= Excerpt =
== Segment start ==
Summary vs Audit Trail

Discussion in 'CA2' started by Edwin, Jan 22, 2014.

  1. Edwin

    Edwin Member

    Hi, I am struggling to find what the differences between the two is. It looks as as if there is a huge overlap between the two. I know one is produced for a student and one for an Actuary, but still most of the content is the same.
     
  2. didster

    didster Member

    I guess the difference is subtle. As with any communication try to put yourself in the shoes of the user.
    Someone reviewing the entire exercise may read both in depth, but
    A student picking up the calculations where you left off, extending it, etc may focus on the audit trail.
    Senior actuary/clients will focus on the summary, so it should have results and enough information for user to have confidence in results eg data, method and assumptions, but not too much detail as to distract from the message.

    Clearly a general overview of the method and assumptions belongs in both.

    Audit trail user wants to know what is being done. Summary user wants to have overview of approach and assumptions to place results in context (if there is an obvious flaw in the approach or assumptions they'll discount the results. Uncertainty in assumptions/approach translates to uncertainty in results.)

    Anything spread sheet specific, eg layout, any limitations of calculations specific to spread sheet (eg only certain things parameterised), etc belong in audit trail only. Can user use audit trail to quickly familiarise themselves with the spread sheet without examining majority of cells?

    Results (and comments thereon) probably fit best in summary only.

    Reasonableness checks could be put in both. I'm inclined to include in audit trail only, but it may not be wrong to include a couple of higher level checks in summary to help user gain confidence in results.
     
  3. Oxymoron

    Oxymoron Ton up Member

    An audit trail is written in a way so that someone who takes up the work from you should be able to understand step by step what you've done, how you've done it and where you've done it. The focus is on the process and the controls to understand and reproduce your work.

    The summary is a report to the reviewing actuary/boss which summaries what you've done and why you've done it. It doesn't dwell on trivialities but concentrates more on the big picture and the results.
== Segment end ==
= What is needed =
Summarize the forum thread above in two sentences.

= Dataset entries =
== Segment start ==
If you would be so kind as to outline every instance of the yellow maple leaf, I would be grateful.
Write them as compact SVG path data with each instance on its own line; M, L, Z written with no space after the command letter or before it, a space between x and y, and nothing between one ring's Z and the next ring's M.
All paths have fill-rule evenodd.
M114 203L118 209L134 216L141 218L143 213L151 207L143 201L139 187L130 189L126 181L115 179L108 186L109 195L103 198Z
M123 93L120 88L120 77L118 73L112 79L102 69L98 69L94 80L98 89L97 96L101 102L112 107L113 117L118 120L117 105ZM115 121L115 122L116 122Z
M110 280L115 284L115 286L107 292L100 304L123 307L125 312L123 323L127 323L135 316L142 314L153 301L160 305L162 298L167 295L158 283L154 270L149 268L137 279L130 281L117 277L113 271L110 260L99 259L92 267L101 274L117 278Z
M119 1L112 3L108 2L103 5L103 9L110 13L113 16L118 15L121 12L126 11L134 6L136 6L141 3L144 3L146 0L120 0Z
== Segment end ==
= Answer to this exercise =
Edwin asks how a summary differs from an audit trail, noting a large overlap in content even though one is produced for a student and the other for an actuary. The replies explain that an audit trail lets someone taking up the work understand and reproduce it step by step, including spreadsheet-specific details, while a summary gives a senior actuary, client or boss the results along with enough of the data, method and assumptions to have confidence in them.